SOCIAL Le psychiatre Michel Debout alerte sur la santé des cinq millions de personnes frappées par le chômage en France...«La santé des chômeurs n'intéresse personne»
Créé le 12.01.2015 à 17:29
Mis à jour le 12.01.2015 à 17:29
Deux cents personnes ont défilé samedi à Nantes en hommage au chômeur qui s'est mortellement immolé par le feu mercredi devant une agence Pôle emploi de la ville, selon la correspondante l'AFP. - Frank Perry afp.com
«La santé des chômeurs semble n’intéresser personne.» Le psychiatre et médecin légiste Michel Debout repasse à l’attaque. Dans un ouvrage intitulé Le traumatisme du chômage, à paraître le 15 janvier aux Editions de l’Atelier, il
dénonce les effets du chômage sur la santé, formule des recommandations et demande aux pouvoirs publics d’agir.
Un traumatisme non reconnu«Dans la liste des événements considérés comme potentiellement traumatisants, nous retrouvons les mots "agression", "accident" ou encore "catastrophe", mais jamais celui de "chômage"», note Michel Debout. Pourtant, perdre son emploi
est un événement traumatique», poursuit le psychiatre.
«Le choc se traduit d’abord par la sidération. Le chômeur vit la perte de son emploi comme un moment de disparition, un sentiment de mort. "Je suis en deuil", dit d’ailleurs
une salariée des abattoirs Gad. Le chômeur ressent aussi de l’humiliation.»

Entrées de données
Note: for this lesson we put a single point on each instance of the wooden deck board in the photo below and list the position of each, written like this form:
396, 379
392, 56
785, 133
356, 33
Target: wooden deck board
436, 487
==
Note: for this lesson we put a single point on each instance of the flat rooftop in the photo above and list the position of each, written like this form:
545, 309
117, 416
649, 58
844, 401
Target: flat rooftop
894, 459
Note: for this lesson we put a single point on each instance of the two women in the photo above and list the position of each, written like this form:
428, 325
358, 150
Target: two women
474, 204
* * *
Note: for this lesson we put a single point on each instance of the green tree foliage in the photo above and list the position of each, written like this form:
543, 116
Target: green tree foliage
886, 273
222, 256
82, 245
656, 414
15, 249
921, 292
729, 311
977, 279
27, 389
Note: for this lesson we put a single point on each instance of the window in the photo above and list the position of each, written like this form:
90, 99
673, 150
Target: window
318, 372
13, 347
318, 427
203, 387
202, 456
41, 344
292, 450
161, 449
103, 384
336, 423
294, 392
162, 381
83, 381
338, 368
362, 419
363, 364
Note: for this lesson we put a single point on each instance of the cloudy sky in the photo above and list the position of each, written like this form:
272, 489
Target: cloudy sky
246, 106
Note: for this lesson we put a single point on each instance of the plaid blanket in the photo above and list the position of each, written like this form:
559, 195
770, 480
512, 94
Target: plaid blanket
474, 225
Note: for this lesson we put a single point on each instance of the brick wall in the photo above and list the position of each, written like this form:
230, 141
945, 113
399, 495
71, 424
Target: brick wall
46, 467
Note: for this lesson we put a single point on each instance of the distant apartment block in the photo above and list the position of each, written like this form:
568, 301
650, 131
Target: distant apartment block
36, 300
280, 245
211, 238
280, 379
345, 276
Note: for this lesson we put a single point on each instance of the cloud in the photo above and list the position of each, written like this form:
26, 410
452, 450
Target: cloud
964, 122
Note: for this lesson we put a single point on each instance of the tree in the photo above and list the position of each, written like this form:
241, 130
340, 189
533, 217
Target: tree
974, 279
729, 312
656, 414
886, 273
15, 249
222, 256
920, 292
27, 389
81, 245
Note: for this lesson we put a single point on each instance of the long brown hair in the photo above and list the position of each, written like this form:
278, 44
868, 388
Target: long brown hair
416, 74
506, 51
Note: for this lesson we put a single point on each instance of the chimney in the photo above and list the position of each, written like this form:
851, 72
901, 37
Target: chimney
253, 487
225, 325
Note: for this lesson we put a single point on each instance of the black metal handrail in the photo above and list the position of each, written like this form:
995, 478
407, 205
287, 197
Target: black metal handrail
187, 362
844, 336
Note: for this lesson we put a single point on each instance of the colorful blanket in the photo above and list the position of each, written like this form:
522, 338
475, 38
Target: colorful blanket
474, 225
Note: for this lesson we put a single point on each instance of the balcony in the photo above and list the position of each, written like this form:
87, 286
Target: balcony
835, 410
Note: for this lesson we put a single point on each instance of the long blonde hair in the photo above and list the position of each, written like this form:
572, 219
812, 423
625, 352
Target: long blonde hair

# Consigne de travail
Répondez à ces questions sur l'article consacré à la santé des chômeurs :
(a) Chez quel éditeur et à quelle date doit paraître l'ouvrage de Michel Debout ?
(b) Quels mots figurent dans la liste des événements potentiellement traumatisants citée par Michel Debout ?
(c) Qui dit « Je suis en deuil » ?

# Votre réponse
(a) Aux Editions de l'Atelier, le 15 janvier.
(b) « agression », « accident » et « catastrophe ».
(c) Une salariée des abattoirs Gad.